Passage:
The Chairman of the National Media Commission (NMC), Mr Kwasi Gyan-Apenteng, has called for the use of local resources to solve health problems confronting the country.
Speaking at the launch of a locally manufactured medicine said to cure HIV/AIDS at the Centre of Awareness (COA) in Accra last Wednesday, Mr Gyan-Apenteng noted that the government spent billions of cedis every year to import medical supplies to solve health problems in the country.
The Chief Executive Officer (CEO) of COA, Dr Samuel Ato Duncan, said the decision to research and develop a cure for HIV and AIDS was taken at the launch of the 2015 global peace mission and eradication of HIV and AIDS programme.
He said the medicine, COA 72, hadbeen manufactured to cure a disease that had remained incurable since it was discovered in 1989.
The COA 72
Speaking on the theme: “Cure for HIV/AIDS, our major concern,” Dr Duncan said the COA, through a pilot scientific research, came up with a formula and proceeded to South Africa to develop an agent to fight the disease.

Required actions:
1. Answer these questions from the article on the medicine launch:
(a) Who chairs the National Media Commission?
(b) Where in Accra was the launch held?
(c) What theme did Dr Duncan speak on?
2. Revise the article on the medicine launch by reproducing everything from "The Chief Executive" down to "and AIDS programme.", changing "Chief Executive Officer" to "Managing Director".
The records that come next have no connection to the article above.

Point-per-instance localization records:
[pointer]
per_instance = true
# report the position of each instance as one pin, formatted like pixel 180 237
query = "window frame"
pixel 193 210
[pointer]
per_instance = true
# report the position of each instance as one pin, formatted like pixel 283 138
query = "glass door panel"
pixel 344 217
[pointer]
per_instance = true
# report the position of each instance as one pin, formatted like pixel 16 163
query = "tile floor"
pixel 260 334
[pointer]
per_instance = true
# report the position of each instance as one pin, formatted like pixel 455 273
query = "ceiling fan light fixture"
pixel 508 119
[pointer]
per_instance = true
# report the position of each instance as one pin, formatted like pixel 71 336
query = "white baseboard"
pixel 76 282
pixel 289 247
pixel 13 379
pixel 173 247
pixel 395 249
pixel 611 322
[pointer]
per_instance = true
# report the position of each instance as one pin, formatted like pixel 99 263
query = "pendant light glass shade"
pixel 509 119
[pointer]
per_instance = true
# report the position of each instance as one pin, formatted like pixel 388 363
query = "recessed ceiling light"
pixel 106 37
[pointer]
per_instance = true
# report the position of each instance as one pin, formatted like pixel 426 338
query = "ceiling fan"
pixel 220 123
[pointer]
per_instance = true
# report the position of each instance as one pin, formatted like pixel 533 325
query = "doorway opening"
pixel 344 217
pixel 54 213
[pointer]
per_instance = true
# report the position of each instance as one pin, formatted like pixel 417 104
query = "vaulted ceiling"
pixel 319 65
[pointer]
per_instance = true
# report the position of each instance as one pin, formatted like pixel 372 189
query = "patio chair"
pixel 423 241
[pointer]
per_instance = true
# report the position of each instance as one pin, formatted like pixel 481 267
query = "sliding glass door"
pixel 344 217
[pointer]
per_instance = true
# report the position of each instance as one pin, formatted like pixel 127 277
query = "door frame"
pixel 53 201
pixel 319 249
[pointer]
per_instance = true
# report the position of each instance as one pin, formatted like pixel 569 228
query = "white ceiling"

Responses:
1.
(a) Mr Kwasi Gyan-Apenteng
(b) At the Centre of Awareness (COA)
(c) "Cure for HIV/AIDS, our major concern"

2.
The Managing Director (CEO) of COA, Dr Samuel Ato Duncan, said the decision to research and develop a cure for HIV and AIDS was taken at the launch of the 2015 global peace mission and eradication of HIV and AIDS programme.